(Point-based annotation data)
########
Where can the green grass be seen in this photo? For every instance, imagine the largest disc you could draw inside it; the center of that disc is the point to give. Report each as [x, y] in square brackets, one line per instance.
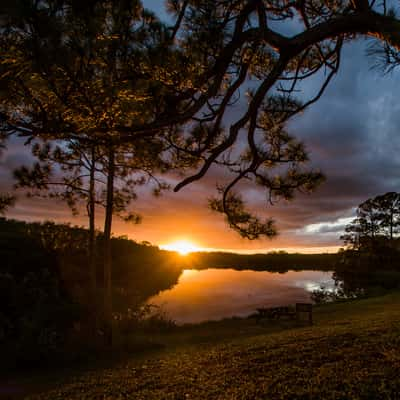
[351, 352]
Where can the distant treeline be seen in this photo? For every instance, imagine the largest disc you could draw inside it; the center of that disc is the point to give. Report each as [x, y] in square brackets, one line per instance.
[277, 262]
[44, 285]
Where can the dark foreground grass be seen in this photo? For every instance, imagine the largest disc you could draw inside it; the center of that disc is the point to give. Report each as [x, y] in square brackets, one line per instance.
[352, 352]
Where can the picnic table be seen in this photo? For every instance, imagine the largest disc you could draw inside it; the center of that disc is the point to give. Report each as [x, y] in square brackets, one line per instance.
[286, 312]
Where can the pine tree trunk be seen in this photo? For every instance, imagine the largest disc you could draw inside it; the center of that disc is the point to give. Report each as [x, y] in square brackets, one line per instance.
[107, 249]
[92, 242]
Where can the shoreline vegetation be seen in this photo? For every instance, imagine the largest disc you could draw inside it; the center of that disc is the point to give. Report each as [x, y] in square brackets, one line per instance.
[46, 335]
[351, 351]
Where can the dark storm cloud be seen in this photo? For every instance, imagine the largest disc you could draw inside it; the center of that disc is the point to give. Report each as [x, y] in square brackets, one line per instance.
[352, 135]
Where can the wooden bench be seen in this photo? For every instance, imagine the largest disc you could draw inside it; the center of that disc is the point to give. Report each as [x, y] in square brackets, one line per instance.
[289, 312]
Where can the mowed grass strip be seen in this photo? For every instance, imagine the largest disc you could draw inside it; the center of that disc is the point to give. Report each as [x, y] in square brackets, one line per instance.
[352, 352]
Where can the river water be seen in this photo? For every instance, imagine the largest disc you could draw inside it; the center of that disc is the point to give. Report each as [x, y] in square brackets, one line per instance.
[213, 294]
########
Copy out the whole listing exactly, and don't carry over any pictures.

Worked solution:
Where can the green grass be seen in this photo? For every instance, imagine the largest disc you could draw inside it; the center of that disc is the point to give. Report each as [x, y] in square brackets, one line per instance.
[351, 352]
Where can the distant treeline be seen in this photo? For every instance, imagine the largest disc you could draw inside it; the center of that disc is the point to give. Report each as [x, y] in square brackets, one line per instance.
[277, 262]
[44, 285]
Where can the dark foreground grass be seen in this photo? For every instance, imagine the largest disc you could draw inside it; the center of that disc is the point to give. Report each as [x, y] in square brackets, one line per instance.
[352, 352]
Where can the picnic table be seen in this photo? For every instance, imagine the largest disc you could draw inside it; the center of that disc is the point to give. Report each as [x, y] in square brackets, one line per instance.
[286, 312]
Where can the pine tree trunk be seen in this photo? For every instance, imagine the largest disc you could draw inside it; the center of that disc is the point to give. Report each as [x, y] in square brackets, one line per instance.
[107, 249]
[92, 242]
Where can the shoreline vegetation be seen in this photo? For every instance, imagine the largest disc you could draw inside it; the center of that disc is the point to give. Report each as [x, y] in square brackets, one line per instance.
[46, 335]
[351, 351]
Where can the dark storm cloud be seen in this photo? For every instance, imagine the largest disc you could draw inside it; the center of that disc is the point to give. Report each as [x, y] in square brackets, one line per instance.
[352, 135]
Where can the wooden bench be seen in this photo? For every instance, imagine the largest disc you could draw inside it; the center of that disc is the point to give. Report each as [x, y] in square brackets, one line per instance.
[289, 312]
Where can the mowed grass strip be seen in this photo? For every instance, imagine the largest disc you could draw inside it; the center of that disc is the point to give. Report each as [x, y] in square brackets, one line per instance.
[352, 352]
Where can the river water be seen in this photo? For every instance, imagine the largest disc you could draw inside it; the center of that disc is the point to give. Report each as [x, y] in square brackets, one line per instance.
[213, 294]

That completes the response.